How do they provide water for all of these new homes???
I personally will not purchase a home produced from 2020 to current time, Absolute thrown together junk, I dont care what kind of con job “incentives” they threw at Me..
I would prefer existing homes especially from the 40s and 50s built with pride and quality materials.
Have a fantastic Memorial Day Weekend.
I haven’t looked at any of the new builds in detail but my one observation is simply the move to smaller and smaller lot sizes. Convenient for high fiving your neighbor or them passing TP is your run out. Probably can share wifi too so all kinds of advantages. On the positive almost all of them have nice parks close by.
The whole conversation on housing is about how unaffordable and too expensive housing has become, and all you do is bitch about homes that are built to address this issue, that are built on smaller lots and with modern lower-cost construction materials and methods, and you bitch about these houses that are built to address this affordability issue. And those houses are selling because there is demand for them. I just don’t get why you’re denigrating this market and the people that buy those houses.
Houses from the 40’s and 50’s had no insulation, oil or coal fired furnaces, plaster walls, unsafe wiring, no circuit breakers (fuses), and terrible windows. I rented one when I was in college in the late 1960’s and heated my soup cans on steam radiators. No one in their right mind would want one of these unless you tore it down and built over again.
With respect to new, inexpensive builds, what would you build for the common man and his family these days…..$750,000 custom homes? These smaller, tact homes are suited for young family’s getting started, seniors retiring and anyone else priced out of the “better” home market.
The Sun Belt homes are the drivers of the U.S. construction economy. As Wolf points out, Florida and Texas are the gigantic engines of the national economy. The balmy weather of those two states, and the strong business climate, are drawing in thousands of new residents at a time when the Northeast is struggling to hold onto its population…
Anecdotal far shore: Two new houses right behind us, (NOT in flood zone!) both about 3K SF, one ”under contract” before construction begins at $1.3MM, the other unsold at $1.6MM to be completed in August.
Right Price = sold, eh
Delusional sellers (existing) vs Pragmatic sellers (homebuilders), battle of the century. Have my popcorn ready and looking forward to existing sellers getting some much needed does of reality smack into them….maybe some of them have forgotten what chasing the markets down looks like and don’t think it will ever happen again..

..............................

## [Problems to solve]
1. In the housing comments, what was the asking price of the new house that went under contract before construction began?
2. For each statement, say whether it agrees with the housing comments, and quote the words that decide it: (a) One commenter says houses from the 40s and 50s had circuit breakers. (b) One commenter notes that almost all of the new builds have nice parks nearby. (c) The unsold new house is to be completed in August.
3. Carry the housing comments forward from their last line.
The entries that come next have no connection to the housing comments.

(Location identification entries)
..............................

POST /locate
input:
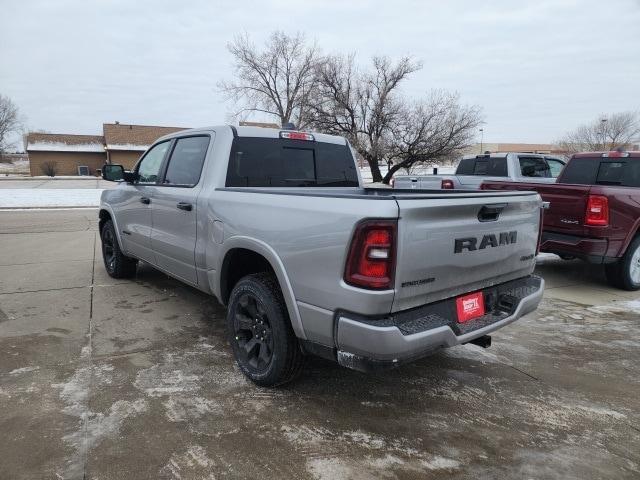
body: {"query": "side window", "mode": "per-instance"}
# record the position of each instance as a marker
(610, 173)
(555, 166)
(149, 166)
(185, 165)
(481, 167)
(534, 167)
(632, 175)
(581, 171)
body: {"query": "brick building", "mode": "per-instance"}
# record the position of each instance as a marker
(125, 143)
(65, 154)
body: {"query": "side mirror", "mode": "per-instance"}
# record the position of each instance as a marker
(116, 173)
(112, 173)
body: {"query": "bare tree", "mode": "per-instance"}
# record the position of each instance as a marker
(9, 120)
(608, 132)
(276, 80)
(432, 130)
(382, 126)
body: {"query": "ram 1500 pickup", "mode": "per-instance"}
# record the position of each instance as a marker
(277, 226)
(474, 169)
(594, 213)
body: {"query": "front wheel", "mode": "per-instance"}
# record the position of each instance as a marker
(625, 273)
(117, 264)
(264, 345)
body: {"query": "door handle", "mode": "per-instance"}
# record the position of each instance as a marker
(490, 213)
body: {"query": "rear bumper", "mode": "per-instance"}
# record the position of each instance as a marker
(367, 344)
(593, 250)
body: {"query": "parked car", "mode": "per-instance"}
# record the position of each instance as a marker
(473, 170)
(594, 213)
(277, 226)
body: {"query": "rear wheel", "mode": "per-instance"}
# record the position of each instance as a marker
(625, 273)
(117, 264)
(260, 333)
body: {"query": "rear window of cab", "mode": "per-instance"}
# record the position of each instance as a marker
(279, 162)
(624, 172)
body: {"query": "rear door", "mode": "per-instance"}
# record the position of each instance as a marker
(174, 212)
(459, 243)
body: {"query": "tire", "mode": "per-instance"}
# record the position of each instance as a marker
(117, 264)
(263, 343)
(625, 273)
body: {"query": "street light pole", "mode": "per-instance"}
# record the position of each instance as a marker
(603, 123)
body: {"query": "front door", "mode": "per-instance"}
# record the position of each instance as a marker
(174, 212)
(135, 204)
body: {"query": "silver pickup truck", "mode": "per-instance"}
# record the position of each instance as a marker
(277, 226)
(475, 169)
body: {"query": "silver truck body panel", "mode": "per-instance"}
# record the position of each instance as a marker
(388, 343)
(304, 234)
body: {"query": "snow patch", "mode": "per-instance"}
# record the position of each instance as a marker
(58, 197)
(193, 463)
(332, 468)
(18, 371)
(441, 463)
(181, 409)
(127, 146)
(628, 306)
(603, 411)
(65, 147)
(160, 380)
(92, 427)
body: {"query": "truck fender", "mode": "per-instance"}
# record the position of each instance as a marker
(107, 208)
(272, 257)
(633, 231)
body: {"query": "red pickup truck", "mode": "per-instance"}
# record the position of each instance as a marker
(594, 213)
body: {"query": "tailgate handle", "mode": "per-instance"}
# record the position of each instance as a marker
(490, 213)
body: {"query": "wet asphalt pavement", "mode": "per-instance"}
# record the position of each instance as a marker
(105, 379)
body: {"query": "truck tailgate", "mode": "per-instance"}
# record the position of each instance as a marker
(462, 243)
(567, 203)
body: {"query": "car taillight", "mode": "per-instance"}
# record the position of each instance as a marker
(540, 231)
(372, 255)
(597, 211)
(297, 136)
(615, 154)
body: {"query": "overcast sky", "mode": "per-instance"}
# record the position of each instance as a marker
(537, 68)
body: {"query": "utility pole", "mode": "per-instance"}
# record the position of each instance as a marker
(603, 124)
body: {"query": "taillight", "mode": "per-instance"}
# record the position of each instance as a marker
(297, 136)
(597, 211)
(372, 255)
(615, 154)
(540, 231)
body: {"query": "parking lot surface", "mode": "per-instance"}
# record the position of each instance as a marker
(105, 379)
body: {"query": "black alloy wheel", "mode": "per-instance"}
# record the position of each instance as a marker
(253, 333)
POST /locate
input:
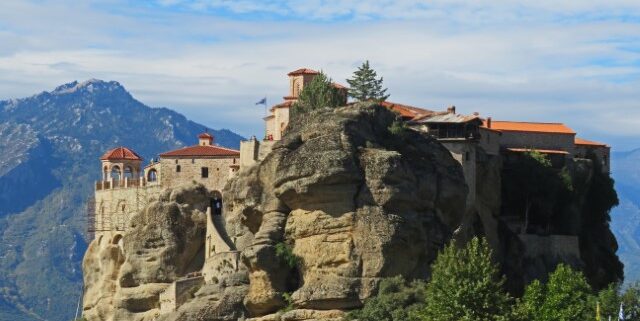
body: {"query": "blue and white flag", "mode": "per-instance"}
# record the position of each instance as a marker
(262, 101)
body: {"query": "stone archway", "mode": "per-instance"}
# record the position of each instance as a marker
(117, 240)
(152, 175)
(128, 172)
(116, 173)
(216, 203)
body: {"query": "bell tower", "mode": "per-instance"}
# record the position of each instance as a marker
(205, 139)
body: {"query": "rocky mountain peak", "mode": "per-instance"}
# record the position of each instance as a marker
(89, 86)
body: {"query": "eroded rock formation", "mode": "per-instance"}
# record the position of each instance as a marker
(349, 196)
(124, 274)
(353, 200)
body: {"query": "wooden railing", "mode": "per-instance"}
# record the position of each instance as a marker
(123, 183)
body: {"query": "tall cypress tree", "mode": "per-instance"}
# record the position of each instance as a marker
(365, 85)
(318, 93)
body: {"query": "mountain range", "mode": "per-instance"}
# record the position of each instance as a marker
(50, 144)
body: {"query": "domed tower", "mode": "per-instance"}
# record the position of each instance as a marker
(120, 163)
(205, 139)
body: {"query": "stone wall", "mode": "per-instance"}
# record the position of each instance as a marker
(220, 265)
(490, 141)
(563, 142)
(253, 150)
(191, 170)
(115, 206)
(464, 151)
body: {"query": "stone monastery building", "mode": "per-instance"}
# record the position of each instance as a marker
(125, 187)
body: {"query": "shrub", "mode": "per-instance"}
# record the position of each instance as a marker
(397, 300)
(466, 286)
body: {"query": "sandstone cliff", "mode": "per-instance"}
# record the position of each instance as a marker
(347, 198)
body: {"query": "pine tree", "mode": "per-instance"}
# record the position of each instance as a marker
(466, 286)
(318, 93)
(565, 297)
(364, 86)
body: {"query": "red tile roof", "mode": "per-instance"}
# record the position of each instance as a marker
(205, 135)
(544, 151)
(338, 86)
(197, 150)
(303, 71)
(121, 153)
(406, 111)
(584, 142)
(513, 126)
(285, 104)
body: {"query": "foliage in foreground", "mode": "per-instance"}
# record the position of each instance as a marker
(466, 286)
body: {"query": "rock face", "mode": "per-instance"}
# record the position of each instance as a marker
(124, 277)
(353, 202)
(348, 197)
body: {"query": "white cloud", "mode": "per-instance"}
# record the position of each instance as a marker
(498, 58)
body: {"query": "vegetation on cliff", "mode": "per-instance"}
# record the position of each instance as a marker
(365, 86)
(466, 285)
(318, 93)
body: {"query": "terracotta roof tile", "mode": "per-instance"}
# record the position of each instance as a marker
(512, 126)
(121, 153)
(198, 150)
(303, 71)
(285, 104)
(544, 151)
(338, 86)
(584, 142)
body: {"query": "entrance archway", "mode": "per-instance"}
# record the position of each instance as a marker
(216, 203)
(116, 173)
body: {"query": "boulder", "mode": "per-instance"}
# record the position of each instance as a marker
(351, 199)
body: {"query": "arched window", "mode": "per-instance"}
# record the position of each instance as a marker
(128, 172)
(115, 173)
(117, 239)
(152, 175)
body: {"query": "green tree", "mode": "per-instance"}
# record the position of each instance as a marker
(466, 286)
(566, 297)
(609, 300)
(397, 300)
(365, 85)
(631, 302)
(320, 92)
(530, 305)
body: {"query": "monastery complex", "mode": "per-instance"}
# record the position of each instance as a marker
(127, 187)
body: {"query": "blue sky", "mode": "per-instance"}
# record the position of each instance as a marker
(573, 61)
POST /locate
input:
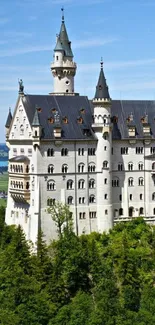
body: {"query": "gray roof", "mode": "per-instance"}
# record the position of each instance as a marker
(102, 88)
(139, 108)
(74, 107)
(71, 107)
(20, 159)
(9, 119)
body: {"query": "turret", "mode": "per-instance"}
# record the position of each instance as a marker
(36, 128)
(63, 68)
(103, 130)
(8, 123)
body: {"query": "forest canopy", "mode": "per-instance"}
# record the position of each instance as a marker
(96, 279)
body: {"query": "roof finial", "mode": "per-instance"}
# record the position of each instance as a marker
(63, 19)
(101, 63)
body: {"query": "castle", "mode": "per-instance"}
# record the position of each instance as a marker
(97, 156)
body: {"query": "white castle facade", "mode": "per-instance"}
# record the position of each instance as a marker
(96, 156)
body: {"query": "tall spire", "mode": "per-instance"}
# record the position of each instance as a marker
(102, 91)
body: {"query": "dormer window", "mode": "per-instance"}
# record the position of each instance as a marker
(80, 120)
(131, 131)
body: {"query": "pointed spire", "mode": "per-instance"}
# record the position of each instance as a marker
(9, 119)
(63, 38)
(36, 119)
(102, 91)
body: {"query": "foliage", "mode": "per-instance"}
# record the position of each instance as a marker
(96, 279)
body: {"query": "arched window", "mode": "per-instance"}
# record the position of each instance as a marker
(131, 210)
(120, 166)
(120, 212)
(130, 181)
(105, 164)
(70, 200)
(115, 182)
(64, 152)
(51, 185)
(70, 184)
(64, 169)
(50, 169)
(21, 130)
(81, 184)
(92, 199)
(50, 152)
(141, 211)
(81, 168)
(50, 202)
(141, 181)
(92, 183)
(91, 168)
(130, 166)
(140, 166)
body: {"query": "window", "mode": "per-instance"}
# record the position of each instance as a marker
(141, 211)
(51, 185)
(92, 215)
(105, 164)
(120, 212)
(50, 169)
(120, 166)
(124, 151)
(81, 200)
(131, 211)
(91, 151)
(92, 199)
(91, 168)
(153, 165)
(50, 152)
(130, 166)
(82, 215)
(92, 183)
(141, 181)
(81, 168)
(130, 181)
(139, 150)
(70, 200)
(140, 166)
(81, 151)
(115, 182)
(81, 184)
(64, 152)
(21, 130)
(70, 184)
(64, 169)
(50, 202)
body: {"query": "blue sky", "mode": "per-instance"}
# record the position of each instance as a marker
(120, 31)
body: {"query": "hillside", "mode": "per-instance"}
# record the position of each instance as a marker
(96, 279)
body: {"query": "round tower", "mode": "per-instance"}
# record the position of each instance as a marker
(63, 68)
(103, 130)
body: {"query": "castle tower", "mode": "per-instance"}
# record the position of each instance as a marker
(63, 68)
(103, 130)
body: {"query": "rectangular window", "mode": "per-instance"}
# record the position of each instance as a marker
(92, 215)
(82, 215)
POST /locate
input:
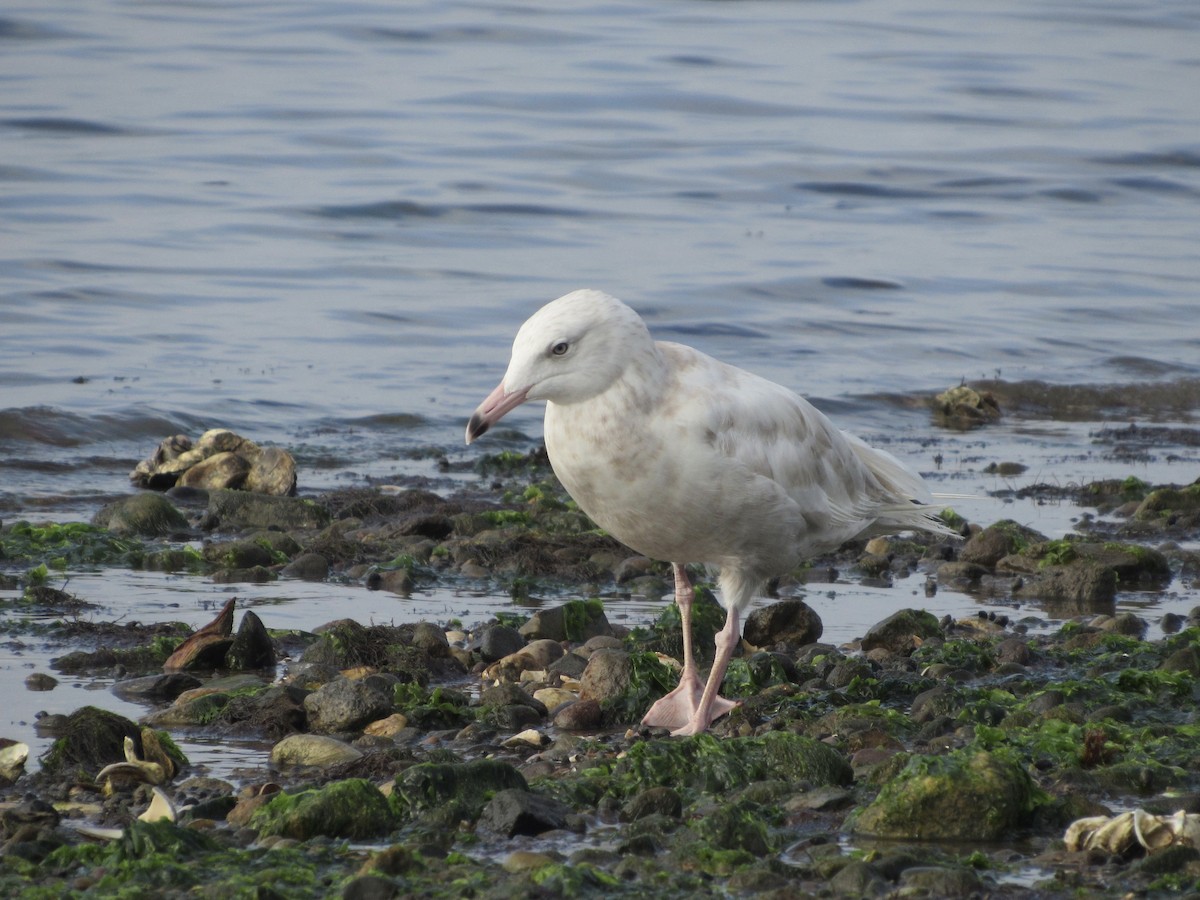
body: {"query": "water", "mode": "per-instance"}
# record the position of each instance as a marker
(321, 225)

..............................

## [Answer list]
1. $1.3MM

2.
(a) No: "no circuit breakers (fuses)"
(b) Yes: "On the positive almost all of them have nice parks close by."
(c) Yes: "the other unsold at $1.6MM to be completed in August."

3.
For markets with way more limited new builds, consider yourself lucky for now and maybe your stubborness will ride out the price correction…time will tell
Non stop building in Northern California, both in the downtown with taking down failed retail that are torn down to major new areas that will have thousands of units of various types, new schools and more(Innovation Park, former stadium area for Sacramento Kings). Can’t drive up highway 80 anymore without seeing new developments as far as the eye can see. This project obviously has had years of planning but clearly they expect to unload them all 10% will be affordable housing along with combo of residential houses, apartments and condos. I haven’t heard of a lot more jobs coming to the area but a huge part of this area is government.
“I personally will not purchase a home produced from 2020 to current time, Absolute thrown together junk, I dont care what kind of con job “incentives” they threw at Me..”
These monster homes in my area are mostly thrown together junk. After they are built you see repair trucks lined up in front of the homes for 6 months or more fixing all the defects. The windows alone cost $20K right out of the gate to replace as they are not energy efficient.
So new homes make up a larger portion of sales than they have been historically and are being booked at fake prices ~12% above the actual realized price after incentives (and the discount required to sell is increasing). The question is, when will enough “used” home sellers be forced to sell at a lower price point that everyday people realize prices are falling and sales activity dries up even further
A tale of two markets.
For homebuilders who have to sell or they might go under, or at least slow down production, they’re making the math work for the market.
For owners on the resale market, they’re “holdin’ and hopin'” that Daddy Powell will fix their affordability issues and ROI dreams.
But time has value as well. Having to sit on property creates costs. Having to sit on financed property costs more, as do lost opportunity costs or eating commutes. Pick your poison.